** Start Provided records **
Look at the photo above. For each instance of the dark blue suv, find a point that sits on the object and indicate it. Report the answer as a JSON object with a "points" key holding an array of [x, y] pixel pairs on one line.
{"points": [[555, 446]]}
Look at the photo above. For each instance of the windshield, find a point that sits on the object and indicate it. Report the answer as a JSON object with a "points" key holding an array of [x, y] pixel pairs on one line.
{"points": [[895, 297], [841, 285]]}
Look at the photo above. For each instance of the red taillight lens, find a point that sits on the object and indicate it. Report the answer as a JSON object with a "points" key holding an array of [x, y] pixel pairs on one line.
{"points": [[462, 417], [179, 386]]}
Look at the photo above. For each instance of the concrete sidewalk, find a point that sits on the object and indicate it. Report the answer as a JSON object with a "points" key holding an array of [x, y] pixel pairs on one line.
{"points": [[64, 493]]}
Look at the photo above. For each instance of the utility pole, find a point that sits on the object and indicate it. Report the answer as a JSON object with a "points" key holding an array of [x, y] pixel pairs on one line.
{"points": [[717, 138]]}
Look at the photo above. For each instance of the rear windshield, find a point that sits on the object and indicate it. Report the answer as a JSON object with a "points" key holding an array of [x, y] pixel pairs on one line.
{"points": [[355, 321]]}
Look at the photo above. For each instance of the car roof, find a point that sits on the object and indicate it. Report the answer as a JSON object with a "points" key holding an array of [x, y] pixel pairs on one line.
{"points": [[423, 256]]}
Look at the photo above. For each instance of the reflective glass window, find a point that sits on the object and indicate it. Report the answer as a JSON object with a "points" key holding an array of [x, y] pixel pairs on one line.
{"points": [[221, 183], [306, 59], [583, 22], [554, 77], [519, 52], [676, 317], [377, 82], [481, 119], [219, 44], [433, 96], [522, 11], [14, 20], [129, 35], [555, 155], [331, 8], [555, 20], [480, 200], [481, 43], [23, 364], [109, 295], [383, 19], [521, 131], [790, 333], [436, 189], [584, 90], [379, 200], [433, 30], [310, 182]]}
** End Provided records **
Requirements:
Reproduce all the items above, replacing "pixel pairs" with "coordinate pairs" wherever it occurs and leaving everything else unchanged.

Written solution:
Look at the photo above. For each instance of the dark blue suv, find a point that sits on the object and indicate it. Report the answer as a JSON object with a "points" key holding an array of [x, y] coordinate pairs on one line.
{"points": [[555, 446]]}
Look at the photo above. For each instance of the windshield, find a point that sits on the object and indicate it. Report the answer as a JSON object with a "points" key holding an array of [x, y] coordinate pairs on one line.
{"points": [[895, 297], [841, 285]]}
Look at the photo above. For each instance of the red taillight lens, find a point that sits on the object and indicate it. Report the answer as a JSON object with a "points" key holding an array of [x, y] coordinate pairs on one line.
{"points": [[462, 417], [179, 386]]}
Look at the photo above. For each instance of the concrete sidewalk, find a point that sits on the object and indicate it. Report the answer as a JSON object with a "points" key holding an array of [x, y] coordinate pairs on one line.
{"points": [[64, 493]]}
Look at the photo above. For each instance of the utility pole, find a point that sits on the object and indicate it. Report the answer as a JSON object with a "points" key holding an array of [x, y] coordinate pairs on one line.
{"points": [[717, 138]]}
Look at the photo above. For each instance of the rear windshield, find a point that sits on the object and indicate it. Report the answer as a JSON object with a "points" key holding an array of [x, y] coordinate pairs on one line.
{"points": [[355, 321]]}
Look at the photo above. For each instance of the car roof, find a point that sits on the object and indicate it. Report the answer as a JSON object with a "points" key holding an array of [x, y] coordinate pairs on one line.
{"points": [[423, 256]]}
Look at the photo above. For each instance of the reflective glass window, find a point that sits on the object and indicate it. Report the answer as a JSON object with a "points" key holding an array of [x, y] coordinate pairs on one line.
{"points": [[221, 183], [306, 59], [583, 22], [554, 77], [519, 52], [676, 317], [377, 82], [481, 119], [219, 44], [433, 96], [522, 11], [14, 20], [129, 35], [555, 155], [331, 8], [555, 20], [480, 200], [481, 43], [23, 364], [109, 295], [383, 19], [521, 131], [790, 333], [436, 189], [584, 90], [379, 200], [433, 30], [310, 182]]}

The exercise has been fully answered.